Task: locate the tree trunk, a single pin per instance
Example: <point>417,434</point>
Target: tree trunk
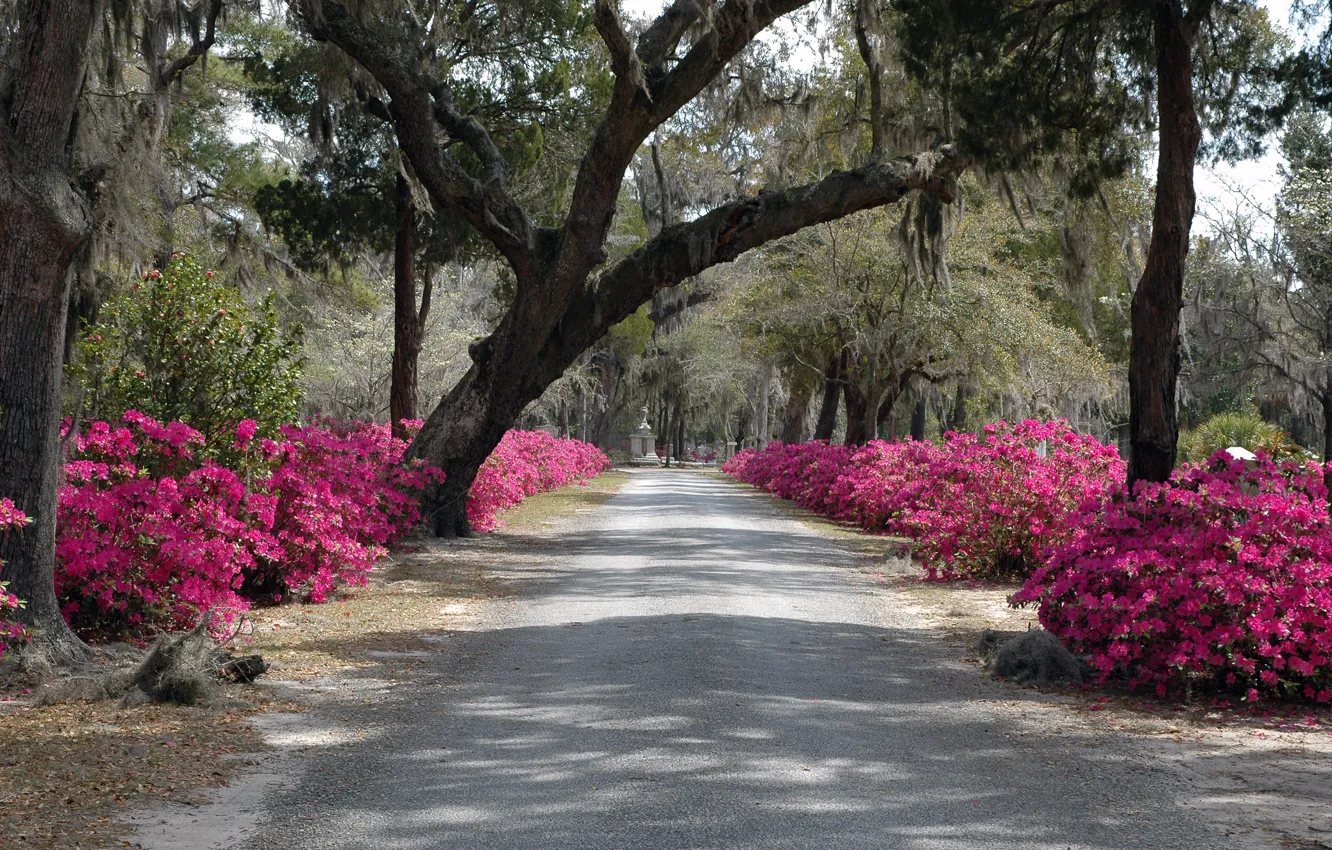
<point>1327,442</point>
<point>797,409</point>
<point>1154,348</point>
<point>826,423</point>
<point>601,424</point>
<point>406,323</point>
<point>679,434</point>
<point>958,420</point>
<point>763,407</point>
<point>44,223</point>
<point>918,420</point>
<point>859,420</point>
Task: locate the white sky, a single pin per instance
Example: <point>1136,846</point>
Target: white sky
<point>1250,185</point>
<point>1222,188</point>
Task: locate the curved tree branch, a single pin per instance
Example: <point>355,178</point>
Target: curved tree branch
<point>722,235</point>
<point>418,105</point>
<point>196,51</point>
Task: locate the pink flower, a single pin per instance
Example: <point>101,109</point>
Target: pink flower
<point>245,432</point>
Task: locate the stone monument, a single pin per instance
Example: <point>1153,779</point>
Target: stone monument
<point>642,444</point>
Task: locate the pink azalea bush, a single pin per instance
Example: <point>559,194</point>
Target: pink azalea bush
<point>11,630</point>
<point>341,494</point>
<point>151,536</point>
<point>524,464</point>
<point>1222,576</point>
<point>977,506</point>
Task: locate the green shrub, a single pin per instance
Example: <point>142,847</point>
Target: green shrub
<point>183,347</point>
<point>1234,429</point>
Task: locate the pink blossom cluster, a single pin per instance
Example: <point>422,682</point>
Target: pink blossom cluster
<point>1223,576</point>
<point>11,630</point>
<point>977,506</point>
<point>341,493</point>
<point>524,464</point>
<point>149,536</point>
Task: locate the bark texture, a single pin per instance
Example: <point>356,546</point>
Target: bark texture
<point>44,223</point>
<point>826,424</point>
<point>797,409</point>
<point>408,320</point>
<point>560,308</point>
<point>1154,349</point>
<point>918,420</point>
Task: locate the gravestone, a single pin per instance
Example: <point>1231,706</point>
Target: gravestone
<point>642,445</point>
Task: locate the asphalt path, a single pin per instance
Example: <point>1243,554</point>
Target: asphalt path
<point>702,672</point>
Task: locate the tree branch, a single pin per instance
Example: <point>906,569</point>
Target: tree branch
<point>722,235</point>
<point>196,51</point>
<point>630,119</point>
<point>658,41</point>
<point>624,60</point>
<point>418,105</point>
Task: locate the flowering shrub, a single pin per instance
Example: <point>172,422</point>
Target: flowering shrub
<point>981,508</point>
<point>151,534</point>
<point>1224,573</point>
<point>341,496</point>
<point>524,464</point>
<point>11,630</point>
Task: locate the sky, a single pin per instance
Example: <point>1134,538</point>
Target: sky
<point>1248,185</point>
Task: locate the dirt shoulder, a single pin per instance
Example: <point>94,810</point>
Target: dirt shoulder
<point>1264,776</point>
<point>97,776</point>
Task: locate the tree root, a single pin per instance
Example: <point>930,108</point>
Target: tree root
<point>184,669</point>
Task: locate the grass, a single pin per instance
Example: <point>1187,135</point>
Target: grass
<point>545,509</point>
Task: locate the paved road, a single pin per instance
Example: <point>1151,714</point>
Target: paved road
<point>706,673</point>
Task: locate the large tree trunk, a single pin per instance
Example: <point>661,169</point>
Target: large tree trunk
<point>918,420</point>
<point>601,424</point>
<point>1154,349</point>
<point>797,409</point>
<point>406,323</point>
<point>859,419</point>
<point>826,423</point>
<point>44,223</point>
<point>958,420</point>
<point>1327,441</point>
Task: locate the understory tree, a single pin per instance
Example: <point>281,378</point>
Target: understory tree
<point>85,99</point>
<point>1074,84</point>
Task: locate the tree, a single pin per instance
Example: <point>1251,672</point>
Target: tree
<point>561,303</point>
<point>49,180</point>
<point>44,223</point>
<point>1070,83</point>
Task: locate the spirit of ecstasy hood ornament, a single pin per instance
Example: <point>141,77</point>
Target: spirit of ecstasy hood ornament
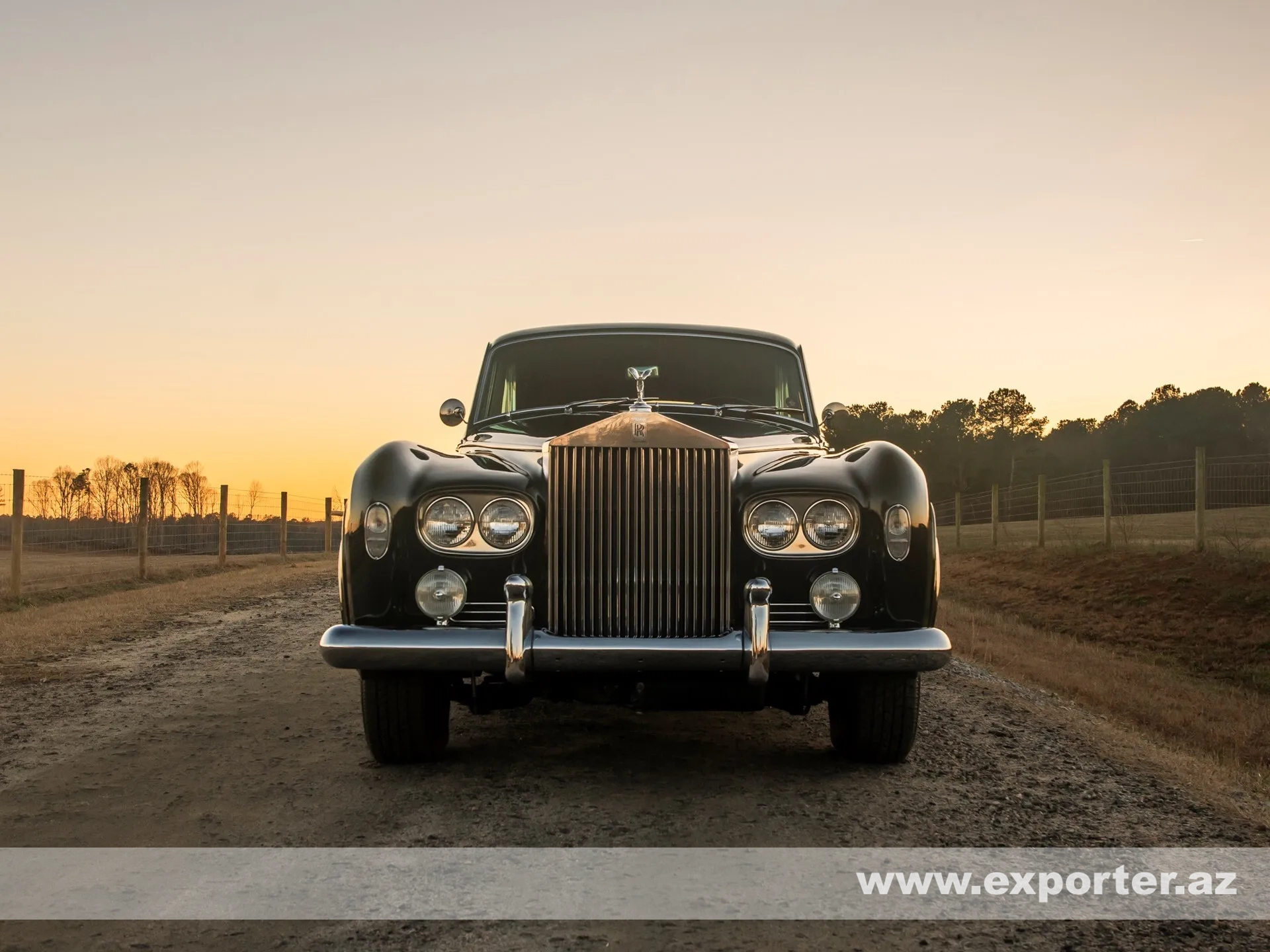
<point>639,375</point>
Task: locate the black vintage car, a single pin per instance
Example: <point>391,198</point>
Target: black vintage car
<point>647,516</point>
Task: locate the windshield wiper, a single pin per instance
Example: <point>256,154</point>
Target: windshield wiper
<point>748,409</point>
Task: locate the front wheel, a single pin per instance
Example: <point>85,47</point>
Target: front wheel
<point>405,716</point>
<point>873,717</point>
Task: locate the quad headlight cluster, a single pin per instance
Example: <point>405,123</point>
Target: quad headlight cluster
<point>448,524</point>
<point>824,527</point>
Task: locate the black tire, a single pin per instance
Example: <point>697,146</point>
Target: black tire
<point>405,716</point>
<point>873,717</point>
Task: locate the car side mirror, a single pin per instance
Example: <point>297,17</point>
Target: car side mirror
<point>452,413</point>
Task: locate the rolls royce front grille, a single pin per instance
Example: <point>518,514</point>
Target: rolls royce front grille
<point>639,541</point>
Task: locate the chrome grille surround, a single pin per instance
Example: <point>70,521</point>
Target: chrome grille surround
<point>639,531</point>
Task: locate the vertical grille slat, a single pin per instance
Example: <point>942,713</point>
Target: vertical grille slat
<point>638,541</point>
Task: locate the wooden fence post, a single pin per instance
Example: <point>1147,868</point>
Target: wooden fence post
<point>144,527</point>
<point>19,496</point>
<point>222,550</point>
<point>325,537</point>
<point>1201,495</point>
<point>1040,512</point>
<point>282,531</point>
<point>1107,503</point>
<point>996,512</point>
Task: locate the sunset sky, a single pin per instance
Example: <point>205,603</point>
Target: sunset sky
<point>273,235</point>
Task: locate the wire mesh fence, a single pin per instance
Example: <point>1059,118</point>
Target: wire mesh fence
<point>71,545</point>
<point>1123,506</point>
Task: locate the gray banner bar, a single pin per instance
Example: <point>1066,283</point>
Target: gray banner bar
<point>634,884</point>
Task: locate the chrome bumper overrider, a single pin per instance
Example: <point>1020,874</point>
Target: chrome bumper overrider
<point>523,651</point>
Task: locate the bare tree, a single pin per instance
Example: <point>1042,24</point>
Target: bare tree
<point>42,496</point>
<point>163,487</point>
<point>194,489</point>
<point>64,492</point>
<point>130,492</point>
<point>81,495</point>
<point>1007,414</point>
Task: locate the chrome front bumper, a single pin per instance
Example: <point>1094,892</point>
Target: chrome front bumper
<point>521,651</point>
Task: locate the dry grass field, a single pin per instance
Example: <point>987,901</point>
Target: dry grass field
<point>51,631</point>
<point>1173,647</point>
<point>1244,530</point>
<point>48,576</point>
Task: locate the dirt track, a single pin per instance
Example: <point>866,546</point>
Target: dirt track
<point>228,730</point>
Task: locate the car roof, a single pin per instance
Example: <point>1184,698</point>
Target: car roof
<point>706,331</point>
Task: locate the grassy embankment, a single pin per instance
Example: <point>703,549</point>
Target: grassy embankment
<point>1170,647</point>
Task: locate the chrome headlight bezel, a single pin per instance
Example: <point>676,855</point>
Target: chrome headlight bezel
<point>527,521</point>
<point>755,539</point>
<point>436,576</point>
<point>422,520</point>
<point>378,537</point>
<point>802,546</point>
<point>853,512</point>
<point>476,543</point>
<point>847,596</point>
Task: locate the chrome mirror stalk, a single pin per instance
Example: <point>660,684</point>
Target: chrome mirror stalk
<point>757,658</point>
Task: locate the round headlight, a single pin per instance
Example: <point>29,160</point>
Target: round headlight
<point>446,522</point>
<point>771,526</point>
<point>835,597</point>
<point>831,524</point>
<point>376,527</point>
<point>900,532</point>
<point>505,524</point>
<point>441,594</point>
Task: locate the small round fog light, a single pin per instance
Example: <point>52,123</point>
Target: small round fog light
<point>835,597</point>
<point>441,594</point>
<point>900,532</point>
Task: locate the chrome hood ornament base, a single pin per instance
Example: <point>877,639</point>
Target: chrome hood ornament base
<point>640,375</point>
<point>640,428</point>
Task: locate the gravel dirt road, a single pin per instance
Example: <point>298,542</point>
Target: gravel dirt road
<point>226,729</point>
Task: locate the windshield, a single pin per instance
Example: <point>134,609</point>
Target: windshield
<point>558,371</point>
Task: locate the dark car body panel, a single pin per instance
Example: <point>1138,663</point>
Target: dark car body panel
<point>896,593</point>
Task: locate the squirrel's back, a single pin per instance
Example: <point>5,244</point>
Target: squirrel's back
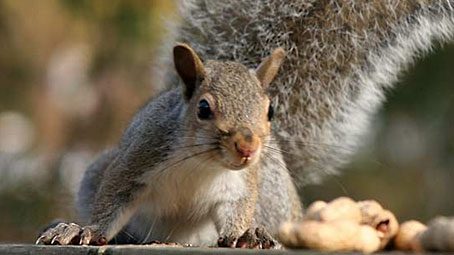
◆ ◆ ◆
Exercise prompt: Restate word for word the entries above, starting at the line with "Task: locate the tree root, a" and ending at the line with "Example: <point>661,169</point>", inclusive, and no others.

Exercise answer:
Task: locate the tree root, a single pin per instance
Example: <point>930,108</point>
Target: tree root
<point>184,669</point>
Task: locate the grass, a single pin per instance
Example: <point>1187,135</point>
Target: grass
<point>545,509</point>
Task: locate the paved road, a single pin per instance
Example: <point>1151,714</point>
Target: paved road
<point>706,673</point>
Task: locate the large tree trunk, a single pin per instance
Example: <point>661,169</point>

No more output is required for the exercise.